[Referring expression data]
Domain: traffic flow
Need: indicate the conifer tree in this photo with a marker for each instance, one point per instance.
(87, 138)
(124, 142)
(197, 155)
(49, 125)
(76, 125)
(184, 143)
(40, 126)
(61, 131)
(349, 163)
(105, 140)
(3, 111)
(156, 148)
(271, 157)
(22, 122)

[TASK TO COMPLETE] From the line holding "Need: indicate the" to the final line of the data, output each line exactly and nothing more.

[ANSWER TO THIS TASK]
Need: indicate the conifer tree in this photo with a marker for each instance, one point per instance.
(87, 138)
(124, 142)
(197, 155)
(49, 125)
(76, 125)
(184, 143)
(40, 126)
(61, 131)
(349, 163)
(105, 140)
(3, 111)
(156, 148)
(271, 157)
(22, 122)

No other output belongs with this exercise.